- _Written exercise_: Please pick up the reviews of Gavin Watt's history of the 1781 northern frontier war where they stop and continue them.

- _Text provided_:
☆ ☆ ☆ ☆
It is always pleasant to see a familiar name in such a book and I was tickled to see several references to agent William Marsh UE, an ancestor of mine. I was also interested to see a quotation from Andrew Embury UE, who would later be a subscriber to Hay Bay Chapel in 1792, and lived until 1844. A third name of interest was that rather wild fellow Ebenezer Allen UE who married into the Chapman family, of whom several members settled in the Toronto area in the 1790s.
The events in the North in 1781 may have been on a smaller scale than the large battles in the South, but for those Loyalists, Natives and Rebels who lived through constant raiding, skirmishes and larger engagements such as the Ross Expedition, it was a harrowing year. There are simply too many events, large and small, in the book to make an easy sample selection. It's all here for you to experience. Don't miss it.
Rolland Miner, NYS. Amazon.com (2010)
This piece of work is a must for any serious student of the Revolutionary War. Gavin Watt is one of the foremost writers and experts on the important contributions of the Loyalists who supported the Crown in the war. No Rev War library will be complete with out this and volume two which is due to be published shortly.
Three cheers for Mr. Watt: Huzzah! Huzzah! Huzzah!
Matthew Dziennik, British Journal of Canadian Studies , 2010 , Volume 23 , Issue 2
Watt offers a compelling account of the struggle on the Canadian frontier at a time when Britain had largely given up on the war in the northern colonies...A Dirty, Trifling, Piece of Business is a classic fife and drums military history. It contains an extremely impressive array of details, and is focused, exciting and very readable.
Carl Benn, Chair, Dept. of History, Ryerson University,Toronto. Amazon.com (2010)
Gavin Watt has written a remarkably detailed and solid history of one of the overlooked, but important aspects of the American Revolution: the northern frontier towards the last stages of the conflict in 1781. I am most impressed with the depth of his research and the quality of his analysis of a range of important themes, centred on Governor Frederick Haldimand's management of the defence of the Province of Quebec against possible rebel and French threats, his negotiations with a wavering Vermont, and the military campaigns that took place when Haldimand dispatched forces south into New York. I also was struck by the value of the insights Mr Watt shared with his readers on the role of the secret service, the utilization of rumours to affect actions, and other, often-overlooked and misunderstood aspects of managing military strategy on the grand scale with small forces over large regions.
☆ ☆ ☆ ☆
- _Dataset_:
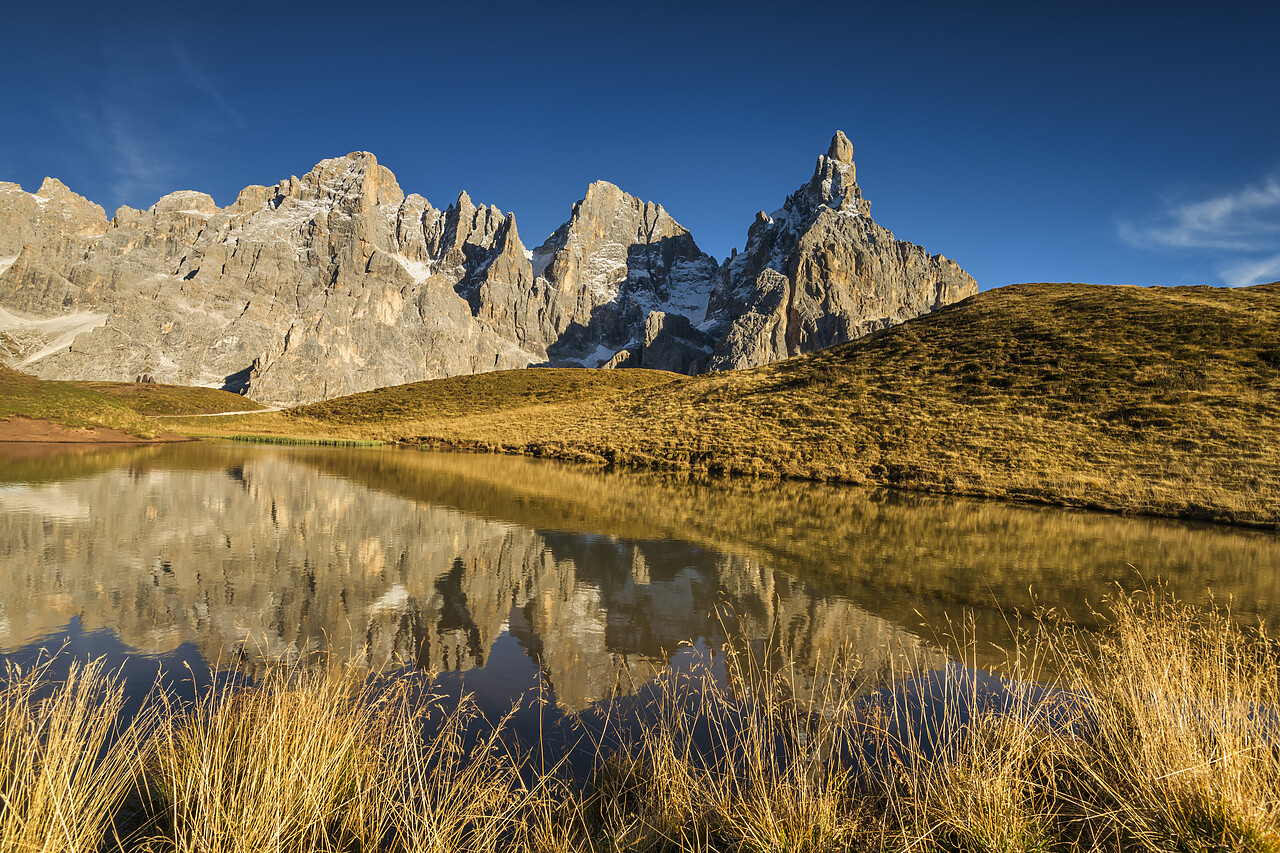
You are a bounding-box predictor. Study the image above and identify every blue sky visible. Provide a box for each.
[0,0,1280,288]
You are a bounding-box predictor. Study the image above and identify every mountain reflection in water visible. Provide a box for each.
[0,444,1280,711]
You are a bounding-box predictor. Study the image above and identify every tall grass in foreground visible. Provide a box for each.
[0,596,1280,853]
[0,660,155,853]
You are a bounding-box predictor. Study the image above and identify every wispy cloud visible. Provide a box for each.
[97,108,174,199]
[1116,173,1280,287]
[1221,255,1280,287]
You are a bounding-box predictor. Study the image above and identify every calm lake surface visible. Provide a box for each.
[0,443,1280,712]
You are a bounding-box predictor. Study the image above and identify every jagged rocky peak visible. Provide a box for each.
[519,181,717,366]
[827,131,854,165]
[284,151,404,206]
[705,131,978,370]
[0,132,975,403]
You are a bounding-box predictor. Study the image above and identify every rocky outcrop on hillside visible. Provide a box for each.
[0,133,975,405]
[705,131,978,370]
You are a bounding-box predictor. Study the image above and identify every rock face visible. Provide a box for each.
[0,133,977,405]
[704,131,978,370]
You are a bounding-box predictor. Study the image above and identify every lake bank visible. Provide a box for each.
[0,594,1280,853]
[170,284,1280,529]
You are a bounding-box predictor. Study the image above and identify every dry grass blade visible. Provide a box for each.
[0,661,155,853]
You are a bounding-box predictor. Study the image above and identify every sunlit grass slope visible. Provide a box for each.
[74,382,266,415]
[175,283,1280,524]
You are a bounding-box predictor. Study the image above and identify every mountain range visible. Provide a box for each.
[0,132,977,406]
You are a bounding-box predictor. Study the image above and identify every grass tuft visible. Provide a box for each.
[0,592,1280,853]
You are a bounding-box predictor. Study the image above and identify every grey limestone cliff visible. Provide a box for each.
[0,133,975,405]
[705,131,978,370]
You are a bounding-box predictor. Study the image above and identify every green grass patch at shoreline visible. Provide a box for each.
[221,433,387,447]
[167,284,1280,528]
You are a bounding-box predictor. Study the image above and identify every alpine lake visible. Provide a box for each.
[0,443,1280,747]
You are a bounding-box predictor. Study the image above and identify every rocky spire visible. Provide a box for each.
[827,131,854,165]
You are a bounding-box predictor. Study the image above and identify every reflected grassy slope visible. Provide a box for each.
[0,597,1280,853]
[172,283,1280,526]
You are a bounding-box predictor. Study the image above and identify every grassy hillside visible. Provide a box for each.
[0,365,165,438]
[0,365,264,441]
[73,382,266,416]
[175,283,1280,525]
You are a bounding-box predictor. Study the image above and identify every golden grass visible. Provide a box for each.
[0,594,1280,853]
[165,283,1280,526]
[0,661,154,853]
[73,382,266,418]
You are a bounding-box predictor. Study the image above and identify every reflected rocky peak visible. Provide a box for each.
[0,447,942,710]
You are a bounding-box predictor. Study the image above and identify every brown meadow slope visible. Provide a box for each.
[167,283,1280,525]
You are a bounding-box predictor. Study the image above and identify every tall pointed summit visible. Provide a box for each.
[704,131,978,370]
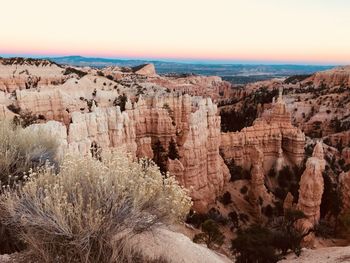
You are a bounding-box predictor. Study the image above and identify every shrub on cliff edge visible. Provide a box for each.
[0,153,191,263]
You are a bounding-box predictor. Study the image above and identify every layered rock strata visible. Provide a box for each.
[30,95,229,212]
[297,142,326,236]
[220,89,305,172]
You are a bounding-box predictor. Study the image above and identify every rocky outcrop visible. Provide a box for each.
[220,88,305,172]
[16,90,78,125]
[68,107,137,157]
[297,142,326,239]
[0,58,67,92]
[26,95,229,212]
[339,171,350,213]
[133,64,156,76]
[129,227,232,263]
[249,147,271,218]
[169,99,229,212]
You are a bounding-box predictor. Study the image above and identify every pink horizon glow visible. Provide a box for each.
[0,0,350,65]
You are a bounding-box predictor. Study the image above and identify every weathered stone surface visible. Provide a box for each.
[0,59,67,92]
[339,171,350,213]
[297,142,326,236]
[133,64,156,76]
[249,147,271,218]
[220,89,305,172]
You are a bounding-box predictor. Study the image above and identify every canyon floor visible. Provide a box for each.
[0,58,350,262]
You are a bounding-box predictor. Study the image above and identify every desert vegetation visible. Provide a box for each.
[0,122,191,262]
[1,153,191,262]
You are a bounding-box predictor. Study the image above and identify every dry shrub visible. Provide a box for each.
[0,153,191,263]
[0,121,58,184]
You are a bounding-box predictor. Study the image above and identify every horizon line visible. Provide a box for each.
[0,53,344,67]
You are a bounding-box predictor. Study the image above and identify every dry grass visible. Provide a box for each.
[0,121,58,184]
[0,153,191,263]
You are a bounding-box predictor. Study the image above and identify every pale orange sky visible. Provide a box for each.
[0,0,350,64]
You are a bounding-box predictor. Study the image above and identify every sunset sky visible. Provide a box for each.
[0,0,350,64]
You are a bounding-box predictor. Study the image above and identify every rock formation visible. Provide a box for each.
[220,88,305,172]
[133,64,156,76]
[339,171,350,213]
[297,142,326,238]
[0,58,67,92]
[249,147,271,218]
[29,95,229,212]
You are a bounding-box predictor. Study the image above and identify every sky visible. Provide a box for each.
[0,0,350,64]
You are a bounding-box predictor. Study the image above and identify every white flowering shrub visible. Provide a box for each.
[0,153,192,263]
[0,121,58,185]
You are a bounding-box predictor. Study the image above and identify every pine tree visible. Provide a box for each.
[152,139,167,173]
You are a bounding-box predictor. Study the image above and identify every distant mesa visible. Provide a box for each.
[132,63,157,76]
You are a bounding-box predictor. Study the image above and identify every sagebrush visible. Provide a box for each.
[0,153,192,262]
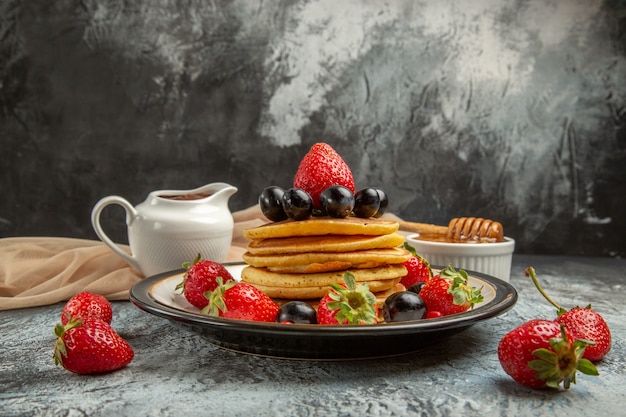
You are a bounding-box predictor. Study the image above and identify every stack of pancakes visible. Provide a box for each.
[241,217,411,300]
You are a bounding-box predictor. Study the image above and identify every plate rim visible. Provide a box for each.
[129,262,518,337]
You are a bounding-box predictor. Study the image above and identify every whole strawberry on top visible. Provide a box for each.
[498,319,598,389]
[317,272,378,325]
[525,267,611,362]
[54,318,135,374]
[419,265,483,317]
[293,142,354,209]
[201,277,279,322]
[400,242,433,288]
[61,291,113,325]
[175,254,234,309]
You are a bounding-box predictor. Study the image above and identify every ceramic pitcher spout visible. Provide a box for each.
[198,182,237,204]
[92,182,237,276]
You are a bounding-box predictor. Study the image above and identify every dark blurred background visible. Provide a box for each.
[0,0,626,257]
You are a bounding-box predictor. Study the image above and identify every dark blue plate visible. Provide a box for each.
[130,263,517,360]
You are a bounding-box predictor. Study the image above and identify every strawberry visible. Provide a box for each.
[54,317,134,374]
[419,265,483,316]
[400,242,433,288]
[317,272,378,325]
[498,319,598,389]
[525,267,611,362]
[61,291,113,326]
[293,143,354,209]
[175,254,234,309]
[201,278,280,322]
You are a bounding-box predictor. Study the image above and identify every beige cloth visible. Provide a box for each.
[0,205,267,310]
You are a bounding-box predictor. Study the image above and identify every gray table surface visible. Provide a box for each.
[0,255,626,417]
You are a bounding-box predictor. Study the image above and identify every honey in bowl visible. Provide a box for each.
[414,233,498,243]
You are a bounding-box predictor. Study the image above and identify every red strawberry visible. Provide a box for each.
[54,318,135,374]
[61,291,113,326]
[400,242,433,288]
[419,265,483,316]
[498,319,598,389]
[202,278,280,322]
[293,143,354,209]
[175,254,234,309]
[525,267,611,362]
[317,272,378,325]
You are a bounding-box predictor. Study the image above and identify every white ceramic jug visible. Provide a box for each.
[91,182,237,276]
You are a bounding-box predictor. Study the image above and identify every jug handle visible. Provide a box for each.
[91,195,141,271]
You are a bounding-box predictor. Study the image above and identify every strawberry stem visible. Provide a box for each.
[524,266,567,316]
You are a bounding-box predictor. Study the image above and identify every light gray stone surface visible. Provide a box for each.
[0,255,626,417]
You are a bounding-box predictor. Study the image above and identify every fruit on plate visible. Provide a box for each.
[525,266,611,362]
[419,265,483,317]
[201,277,279,322]
[54,317,134,374]
[400,242,433,288]
[383,291,426,323]
[61,291,113,326]
[293,142,354,209]
[320,185,354,219]
[282,188,313,221]
[276,300,317,324]
[259,185,287,222]
[317,272,378,325]
[498,319,598,389]
[176,254,234,309]
[354,187,386,218]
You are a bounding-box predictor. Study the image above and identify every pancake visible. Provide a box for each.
[243,216,400,240]
[248,232,404,255]
[247,278,400,300]
[273,282,406,312]
[241,264,406,288]
[242,248,411,274]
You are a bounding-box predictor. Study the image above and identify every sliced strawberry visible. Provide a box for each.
[202,278,279,322]
[525,266,612,362]
[175,254,234,309]
[54,318,135,374]
[61,291,113,325]
[293,143,354,209]
[317,272,378,325]
[498,319,598,389]
[419,265,483,316]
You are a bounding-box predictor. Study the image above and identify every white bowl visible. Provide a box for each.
[406,233,515,282]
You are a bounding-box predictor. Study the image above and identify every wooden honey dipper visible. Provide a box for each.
[398,217,504,242]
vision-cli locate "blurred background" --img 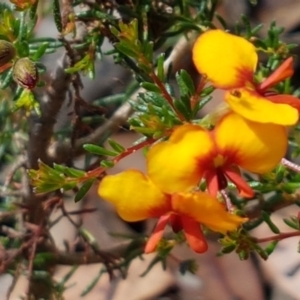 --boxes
[0,0,300,300]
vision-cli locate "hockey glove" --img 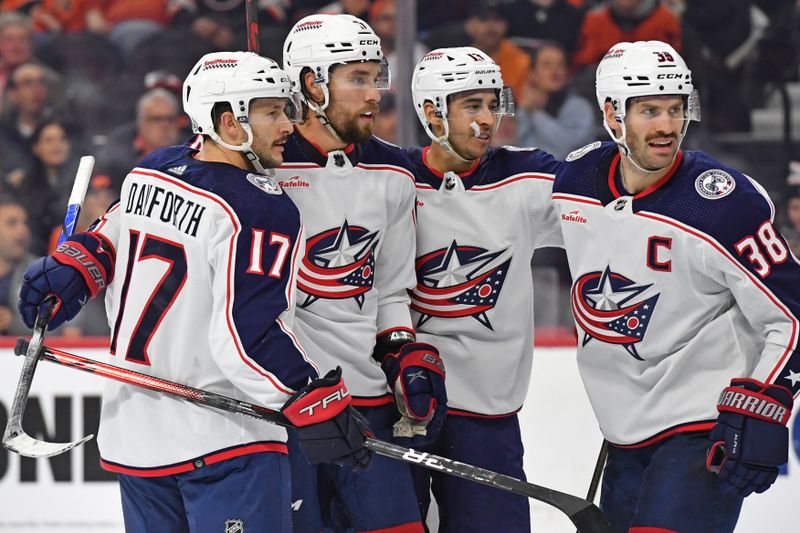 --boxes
[17,233,114,330]
[281,367,372,472]
[381,342,447,447]
[706,379,794,497]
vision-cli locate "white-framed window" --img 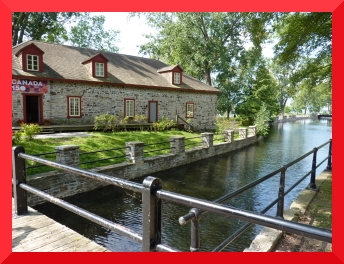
☆ ☆ ☆ ☆
- _Exercise response_:
Gentleman named John’s comment on the Miniature Service Centre website
Received my copy yesterday via Amazon.ca. I had a chance to flip through it quickly last night and at first glance, looks to be another winner by Gavin Watt. A very in-depth book concerning the entire 1781 campaign year in the Mohawk and Schoharie Valley and not just the late October Raid by Major John Ross (2Bn, KRRNY). Lots of interesting bits and pieces regarding Loyalist and Native raids and skirmishes and from what seems to be, certain vendettas carried out against some individuals that I was not even aware of, with a special emphasis on the operations conducted by the Six Nations Indian Department and Butler's Rangers. One thing of note that I should mention is it would help the reader to already have a familiarity of certain key characters beforehand. Of the parts that I was able to read through quickly, it really brought home the savage and brutal nature of warfare on the New York Frontier between neighbours, relatives, Loyalist, Native and Rebel. Gavin's endnotes (as in all of his previous titles) are worth the price of the book itself. I will hopefully get to fully reading the book very soon and will post my review when completed. It does leave me wondering though, if this title is Volume I, I wonder when we shall see Volume II and what that title will contain? (hoping he covers 1782). So far from what I have seen, highly recommended as are his previous books.
This is one of many in-depth books by Gavin K. Watt that explore aspects of the American Revolution's Northern Campaign. This is about the war as was fought from Canada in 1781. Canadian governor Frederick Haldimand ordered a series of raids and expeditions to the south, in the Mohawk and Schoarie valleys and south on Lake Champlain, as well as engaging in secret negotiations with Vermont. Extensive research and skillful analysis come together in these exciting studies.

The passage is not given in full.